■ EXERCISE SET ■
**a)** From the taskwdt merge diff, pull out the text starting with "Merge branch 'bugfix/taskwdt'" and going on through "As in description.", copied word for word.
**b)** In the taskwdt merge diff, which merge request is given as the source of the merge?

■ PROVIDED PASSAGE ■
-- START --

Merge branch 'bugfix/taskwdt' into 'master'

taskwdt fixes: better handling of empty/emptying wdt task list, lock task struct while feeding

As in description.

See merge request !212

.gitignore

@@ -19,3 +19,8 @@ GPATH
 examples/*/sdkconfig
 examples/*/sdkconfig.old
 examples/*/build
+
+#Doc build artifacts
+docs/_build/
+docs/doxygen-warning-log.txt
+docs/xml/

components/esp32/include/esp_attr.h

@@ -26,6 +26,10 @@
 // Forces data into DRAM instead of flash
 #define DRAM_ATTR __attribute__((section(".dram1")))
 
+// Forces a string into DRAM instrad of flash
+// Use as ets_printf(DRAM_STR("Hello world!\n"));
+#define DRAM_STR(str) (__extension__({static const DRAM_ATTR char __c[] = (str); (const char *)&__c;}))
+
 // Forces code into RTC fast memory. See "docs/deep-sleep-stub.rst"
 #define RTC_IRAM_ATTR __attribute__((section(".rtc.text")))
 

components/esp32/include/esp_int_wdt.h

@@ -41,9 +41,6 @@ This uses the TIMERG1 WDT.
   * @brief  Initialize the interrupt watchdog. This is called in the init code if
   *         the interrupt watchdog is enabled in menuconfig.

-- END --

■ RECORDED DATA ■
-- START --

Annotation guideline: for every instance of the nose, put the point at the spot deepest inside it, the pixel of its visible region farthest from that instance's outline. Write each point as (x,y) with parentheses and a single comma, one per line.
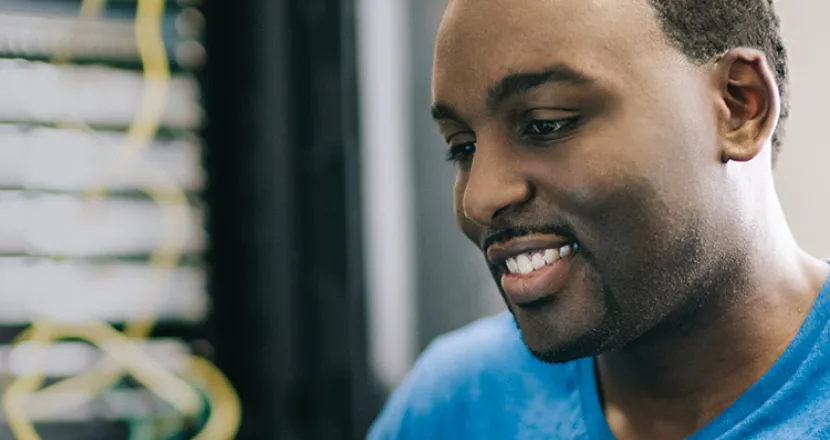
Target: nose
(495,185)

-- END --

■ CORRECT ANSWERS ■
**a)**
Merge branch 'bugfix/taskwdt' into 'master'

taskwdt fixes: better handling of empty/emptying wdt task list, lock task struct while feeding

As in description.

**b)** Merge request !212.